→ PASSAGE GIVEN:
In the paper of Keith et al. (2017), two lists of police- and killing-related words are used to extract the relevant mentions: 

"*These lists were semi-automatically constructed by looking up the nearest neighbors of “police” and “kill” (by cosine distance) from Google’s public release of word2vec vectors pretrained on a very large (proprietary) Google News corpus,20 and then manually excluding a small number of misspelled words or redundant capitalizations (e.g. “Police” and “police”).*" (Keith et al. p. 11)

The keywords are saved in the CSV that we have already downloaded and read in as a Pandas Dataframe. Now we will use it to create the rules. Each rule is a pair of a police and a killing word, both of these words must appear in sample.

In the first step, all possible wordpairs are created and added to a dictionary as keys. The values are their unique rule IDs.

In [12]:
def get_rule2id(keywords: pd.DataFrame) -> dict:
    
    rule2rule_id = dict({})
    rule_id = 0
    for police_word in keywords["police_words"]:
        for kill_word in keywords["kill_words"].dropna():
            rule2rule_id[f'{police_word} {kill_word}'] = rule_id
            rule_id += 1
    
    return rule2rule_id

rule2rule_id = get_rule2id(keywords)

Secondly, we create a dictionary assigning all rules to their label. There are only two classes (someone was killed by the police or was not killed by the police). Since there are no rules indicating that someone was **not** killed by the police, all rules indicate the positive class 1. Therefore, all values of the rule2label dictionary, containing the rule IDs as keys, can be set to 1.

In [13]:
rule2label = {rule_id: 1 for rule_id in rule2rule_id.values()}

Thirdly, a dictionary mapping the labels to their ID as well as a dictionary mapping the ID to the corresponding label are required. As there are only two classes, this can be done manually. 

*@Anastasiia I will need the "reversed" label_id2label dict later for my code, but I'm not sure if I'm allowed to to it like this?

→ PROVIDED MATERIAL:
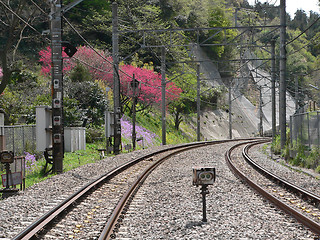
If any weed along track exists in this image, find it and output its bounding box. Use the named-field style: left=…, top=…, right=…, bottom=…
left=14, top=141, right=242, bottom=240
left=5, top=139, right=316, bottom=239
left=226, top=141, right=320, bottom=235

→ PROBLEM TO SOLVE:
Please list each step of building the rules that the passage on police and killing keywords marks as first, second or third, with a brief description of each.

→ ANSWER BELOW:
1. First: every possible pair of a police word and a killing word is created and added to a dictionary as a key, with its unique rule ID as the value.
2. Second: a dictionary assigns each rule to its label, and every value is set to 1, the positive class.
3. Third: one dictionary maps the labels to their IDs and another maps the IDs to their labels, which can be done manually because there are only two classes.